EXERCISE GOAL =>
Swap every "marker" in the records below for "dot" and reproduce them with no other change.

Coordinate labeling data
|---|
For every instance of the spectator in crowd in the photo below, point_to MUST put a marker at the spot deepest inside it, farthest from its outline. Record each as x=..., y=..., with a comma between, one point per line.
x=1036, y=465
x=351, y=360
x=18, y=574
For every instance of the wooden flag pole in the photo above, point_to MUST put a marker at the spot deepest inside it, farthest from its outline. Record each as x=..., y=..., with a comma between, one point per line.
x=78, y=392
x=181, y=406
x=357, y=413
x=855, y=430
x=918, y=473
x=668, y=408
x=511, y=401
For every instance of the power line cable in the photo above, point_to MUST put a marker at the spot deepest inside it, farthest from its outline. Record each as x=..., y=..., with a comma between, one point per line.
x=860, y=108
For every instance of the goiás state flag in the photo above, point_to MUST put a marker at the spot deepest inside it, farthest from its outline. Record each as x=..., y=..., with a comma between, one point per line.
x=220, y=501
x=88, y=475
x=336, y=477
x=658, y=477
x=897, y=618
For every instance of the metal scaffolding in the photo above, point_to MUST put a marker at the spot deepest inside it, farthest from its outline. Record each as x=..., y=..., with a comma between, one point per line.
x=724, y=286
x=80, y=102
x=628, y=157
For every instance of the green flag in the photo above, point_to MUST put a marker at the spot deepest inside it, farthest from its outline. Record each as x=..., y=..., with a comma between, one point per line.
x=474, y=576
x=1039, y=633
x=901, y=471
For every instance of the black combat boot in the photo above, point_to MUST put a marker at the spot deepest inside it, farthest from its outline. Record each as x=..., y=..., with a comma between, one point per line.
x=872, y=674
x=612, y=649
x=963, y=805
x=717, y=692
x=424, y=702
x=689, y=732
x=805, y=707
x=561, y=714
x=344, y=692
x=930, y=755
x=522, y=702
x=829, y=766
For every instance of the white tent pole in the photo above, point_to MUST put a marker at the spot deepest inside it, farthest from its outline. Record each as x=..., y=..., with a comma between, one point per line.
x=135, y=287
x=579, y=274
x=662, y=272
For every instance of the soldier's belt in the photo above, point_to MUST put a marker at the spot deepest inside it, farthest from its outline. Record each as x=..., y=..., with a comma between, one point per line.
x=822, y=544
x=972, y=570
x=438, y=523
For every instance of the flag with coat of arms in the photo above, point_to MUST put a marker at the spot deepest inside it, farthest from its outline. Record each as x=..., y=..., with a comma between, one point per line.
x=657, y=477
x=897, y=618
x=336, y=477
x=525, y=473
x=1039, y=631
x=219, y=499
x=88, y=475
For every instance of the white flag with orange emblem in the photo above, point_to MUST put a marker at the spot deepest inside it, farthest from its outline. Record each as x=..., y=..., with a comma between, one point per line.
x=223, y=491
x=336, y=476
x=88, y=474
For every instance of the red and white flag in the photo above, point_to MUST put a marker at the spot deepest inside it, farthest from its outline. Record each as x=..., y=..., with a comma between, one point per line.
|---|
RESULT OF THIS EXERCISE =>
For every instance of the spectator in crowd in the photo below, point_to MUST put a dot at the spot deepest inside it, farthest from its outline. Record each as x=..., y=..., with a comma between, one point per line.
x=1036, y=465
x=351, y=360
x=18, y=574
For every instance of the wooden flag pole in the photo above, point_to MUST put a dot at the spot deepest inside it, farthest from its outline. Record each as x=..., y=..., with a comma between, one point per line.
x=78, y=392
x=181, y=406
x=357, y=413
x=855, y=430
x=918, y=473
x=668, y=408
x=511, y=401
For every instance of the power line cable in the photo above, point_to MUST put a dot at the spot deepest inside it, farthest from its outline. Record each as x=..., y=..., with a comma between, one point per line.
x=860, y=108
For every instance of the goiás state flag in the photo above, point_to MUST put a dot at the spot deepest inside it, farthest from its outline. Record each as x=..., y=..., with a comma between, one point per line.
x=220, y=501
x=88, y=475
x=336, y=477
x=658, y=477
x=897, y=618
For every instance of the metal scaffolding in the photo above, point_to MUST put a dot at the spot deepest inside it, farthest from its outline. Record each as x=..., y=..., with a comma between, one point per line.
x=724, y=286
x=80, y=102
x=628, y=157
For every instance of the green flag in the photo above, point_to MUST put a dot at the spot deepest inside it, farthest from its outline. Record each as x=..., y=..., with a comma between, one point per line.
x=474, y=576
x=1039, y=633
x=901, y=471
For every instance of the black combat boot in the photo above, point_to MUST put a dot at the spot deepest inside it, farthest from its outline. Record each as x=..., y=..., with a comma between, one point per line.
x=872, y=674
x=612, y=649
x=963, y=805
x=717, y=692
x=424, y=702
x=689, y=732
x=805, y=707
x=561, y=714
x=344, y=692
x=930, y=755
x=522, y=702
x=829, y=766
For every instance of the white tent pole in the photo above, point_to MUST put a dot at the spot deepest inside it, farthest from its outline. Record each as x=..., y=..., with a comma between, one point per line.
x=135, y=287
x=579, y=274
x=662, y=272
For every instance of the soldier's belt in the photo above, point_to MUST put a dot at the spot deepest inside it, farthest from its outline. Record each as x=..., y=..., with a comma between, one point per line.
x=822, y=544
x=972, y=570
x=438, y=523
For every instance of the flag with coat of arms in the photo above, point_to MUST put a dot at the spot deepest inside it, farthest from its outline. Record each as x=..., y=..., with a comma between, one point per line.
x=657, y=477
x=897, y=618
x=336, y=477
x=525, y=473
x=1039, y=631
x=219, y=499
x=88, y=475
For every instance of the white flag with orange emblem in the photo above, point_to MUST put a dot at the spot deepest inside it, farthest from its outline. Record each as x=..., y=..., with a comma between, one point per line.
x=223, y=491
x=336, y=476
x=88, y=474
For every instance of the red and white flag in the photo above, point_to MUST put a dot at the spot deepest inside it, farthest from its outline. Record each as x=..., y=..., with a comma between, one point per line.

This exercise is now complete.